» **Records from a collection**

=-=-=

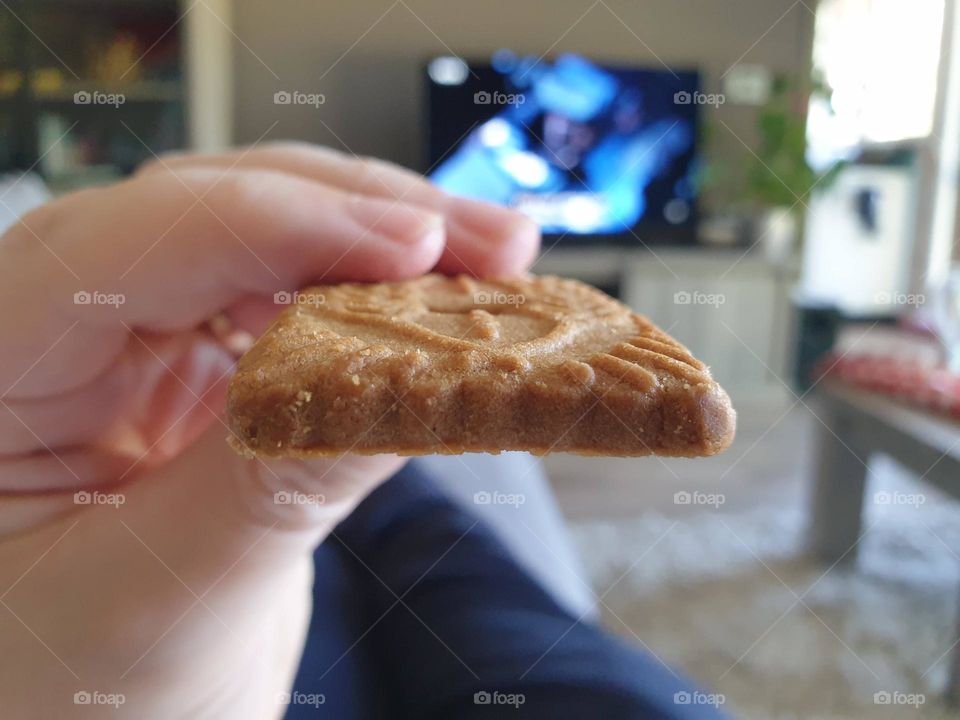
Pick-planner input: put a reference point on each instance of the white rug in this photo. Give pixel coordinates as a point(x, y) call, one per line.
point(716, 595)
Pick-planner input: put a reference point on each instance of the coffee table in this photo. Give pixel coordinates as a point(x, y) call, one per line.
point(857, 424)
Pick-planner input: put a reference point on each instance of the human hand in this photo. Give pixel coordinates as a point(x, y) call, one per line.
point(181, 586)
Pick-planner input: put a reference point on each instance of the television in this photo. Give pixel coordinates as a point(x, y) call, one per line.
point(593, 153)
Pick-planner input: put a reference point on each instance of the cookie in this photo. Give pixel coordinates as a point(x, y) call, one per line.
point(452, 365)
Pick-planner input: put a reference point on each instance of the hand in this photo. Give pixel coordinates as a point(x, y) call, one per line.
point(140, 557)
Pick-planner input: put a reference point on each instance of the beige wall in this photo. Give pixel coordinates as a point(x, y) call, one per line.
point(373, 92)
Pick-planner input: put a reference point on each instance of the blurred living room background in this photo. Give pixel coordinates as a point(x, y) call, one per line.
point(774, 182)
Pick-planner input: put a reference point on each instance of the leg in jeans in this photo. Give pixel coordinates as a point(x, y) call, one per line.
point(439, 612)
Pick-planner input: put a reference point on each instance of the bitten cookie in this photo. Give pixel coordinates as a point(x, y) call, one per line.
point(452, 365)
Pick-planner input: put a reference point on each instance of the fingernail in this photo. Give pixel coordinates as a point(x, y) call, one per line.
point(396, 221)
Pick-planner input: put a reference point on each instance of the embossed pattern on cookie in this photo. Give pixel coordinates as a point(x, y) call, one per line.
point(450, 365)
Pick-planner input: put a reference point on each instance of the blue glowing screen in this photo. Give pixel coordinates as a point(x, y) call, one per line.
point(581, 148)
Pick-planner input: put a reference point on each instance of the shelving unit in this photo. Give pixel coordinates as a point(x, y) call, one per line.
point(89, 89)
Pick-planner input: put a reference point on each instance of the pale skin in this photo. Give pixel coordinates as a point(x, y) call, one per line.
point(192, 597)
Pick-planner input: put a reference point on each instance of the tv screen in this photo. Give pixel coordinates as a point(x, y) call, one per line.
point(588, 151)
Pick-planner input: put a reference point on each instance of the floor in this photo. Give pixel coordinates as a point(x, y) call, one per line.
point(722, 588)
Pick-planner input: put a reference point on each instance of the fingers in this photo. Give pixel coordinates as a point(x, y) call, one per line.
point(165, 251)
point(482, 238)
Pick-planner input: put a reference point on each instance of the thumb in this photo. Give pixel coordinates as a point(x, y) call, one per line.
point(210, 510)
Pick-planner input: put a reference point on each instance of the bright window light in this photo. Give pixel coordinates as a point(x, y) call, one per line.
point(879, 59)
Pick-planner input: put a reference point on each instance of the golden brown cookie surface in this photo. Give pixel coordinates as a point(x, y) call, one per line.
point(450, 365)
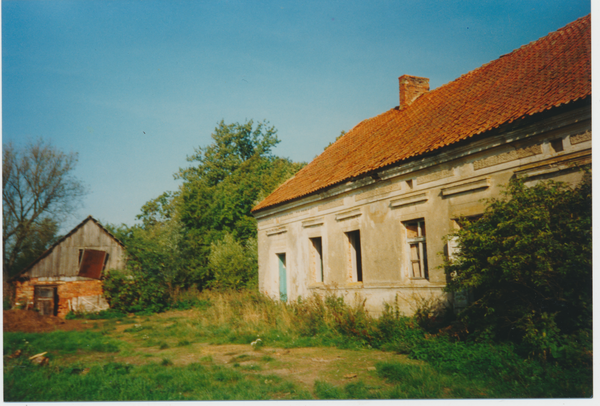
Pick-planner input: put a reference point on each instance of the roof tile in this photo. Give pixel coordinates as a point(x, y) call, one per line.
point(543, 74)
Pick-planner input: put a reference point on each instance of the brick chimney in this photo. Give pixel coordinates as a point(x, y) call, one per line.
point(411, 87)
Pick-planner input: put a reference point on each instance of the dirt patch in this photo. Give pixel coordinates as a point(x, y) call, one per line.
point(29, 321)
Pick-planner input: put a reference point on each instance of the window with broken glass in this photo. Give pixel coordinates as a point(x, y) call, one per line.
point(417, 248)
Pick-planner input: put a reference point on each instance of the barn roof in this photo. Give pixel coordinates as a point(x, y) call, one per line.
point(534, 78)
point(57, 243)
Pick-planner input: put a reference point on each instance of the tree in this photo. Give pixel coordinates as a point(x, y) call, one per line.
point(232, 175)
point(528, 261)
point(38, 192)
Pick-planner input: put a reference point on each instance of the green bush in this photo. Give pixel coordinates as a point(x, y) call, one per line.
point(101, 315)
point(528, 262)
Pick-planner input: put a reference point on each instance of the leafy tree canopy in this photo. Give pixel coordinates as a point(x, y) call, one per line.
point(528, 262)
point(39, 191)
point(204, 234)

=-=-=

Swap every "reference point" in the data above for "target point" and write the data out again, changing nothing else. Omit the pictures.

» **Response to this task**
Pick-planner input: put a target point on each instance of the white rug in this photo. Give pixel coordinates as a point(x, y) call, one per line.
point(716, 595)
Pick-planner input: put a target point on each instance of the coffee table in this photo. Give pixel coordinates as a point(x, y) call, one per line.
point(857, 424)
Pick-planner input: put a target point on each instance of the human hand in this photo. Give pixel coordinates as a point(x, y) call, one per line.
point(181, 586)
Pick-planner input: put a target point on each instance of the television in this photo. Give pixel coordinates as a point(x, y) call, one per line.
point(593, 153)
Pick-planner input: put a target point on each instance of the cookie in this photo. Give pixel coordinates as a point(x, y) call, one per line.
point(452, 365)
Pick-planner input: put a target point on each instance of the hand in this photo. Give pixel coordinates as a point(x, y) call, one per line.
point(140, 557)
Pick-planner input: put a target point on each instance of the beige wall in this photo. Give pixel coordinates as a point(x, y) call, one per line.
point(373, 92)
Pick-planner input: put a target point on each instance of the blurred living room background in this photo. Give pixel coordinates as a point(x, y) call, one per line.
point(774, 182)
Pick-planner input: put a target point on each instance of the leg in jeans in this photo. Give pixel coordinates as a point(x, y) call, one per line.
point(439, 612)
Pick-planner input: put a target point on each instance of the bitten cookie in this photo. Give pixel coordinates as a point(x, y) call, one per line.
point(452, 365)
Pick-planner input: put a target point on each instance of the fingernail in this photo. Give pixel coordinates as a point(x, y) call, one per line.
point(396, 221)
Pick-planner input: put a target point on each instance of the embossed pattern on cookie in this photo. Give pixel coordinates as a point(x, y) call, one per line.
point(450, 365)
Pick-planner input: put a target point on each instance of the blue glowing screen in this photo. Give pixel coordinates as a point(x, y) call, one per line.
point(581, 148)
Pick-planner input: put a target point on each instance of the shelving unit in this photo. Give pixel coordinates as a point(x, y) call, one per line.
point(89, 89)
Pick-planner input: put a target point on each instance of the pale skin in this photo. Give pixel coordinates as a point(x, y) call, one per line.
point(192, 597)
Pick-planner input: put a target point on each instance of the tv screen in this photo. Give pixel coordinates as a point(x, y) call, one per line.
point(588, 151)
Pick-planner input: put a target point on each instance of the floor in this photo. Give pixel coordinates as a point(x, y) call, one per line.
point(722, 588)
Pick-planner input: put a target point on each instance of the fingers in this photo. Give pixel coordinates as a point(x, y) call, one per line.
point(165, 251)
point(482, 238)
Pick-planner input: put a target point on each instance of the thumb in this photo. Give pixel coordinates as a point(x, y) call, one per line.
point(210, 510)
Pick-planner input: put a target point on each instance of the bright window light in this photo. Give pixel coordinates as a point(x, y) call, one per line.
point(879, 59)
Pick-planner input: put a target point on each instance of the golden brown cookie surface in this photo. Give pixel coordinates as a point(x, y) call, one per line.
point(450, 365)
Pick-planner input: put a target point on each instance of the roof tile in this photo. Give pixel coordinates as a point(x, y) call, one per line.
point(543, 74)
Pick-planner input: put a target point on each instance of the brick chimney in this photo. Give pixel coordinates as a point(x, y) call, one per line.
point(411, 87)
Pick-planner input: put a target point on each instance of the dirt patch in this photo. Give pixel coordinates as a point(x, y) call, one per line.
point(29, 321)
Pick-planner input: put a target point on each instance of the window with broken glass in this photo. Give pixel coordinates as a point(x, y) call, one per line.
point(417, 248)
Pick-planner input: put a target point on each instance of the barn roof in this photo. Give pixel coordinates as a point(x, y) call, one per line.
point(534, 78)
point(57, 243)
Pick-planner input: put a target point on each instance of the tree in this photo. Give pixel coordinates as a point(x, y) call, one per line.
point(232, 175)
point(528, 261)
point(38, 192)
Pick-planner input: put a target point on each instance of the green bush in this photo. Give pixel coordinates as a point(x, y) call, one per line.
point(101, 315)
point(528, 262)
Pick-planner input: put a target point on each instance of the leafy tree canopy in this photo. Give pixel coordinates as a point(x, y) call, one per line.
point(528, 262)
point(39, 191)
point(204, 234)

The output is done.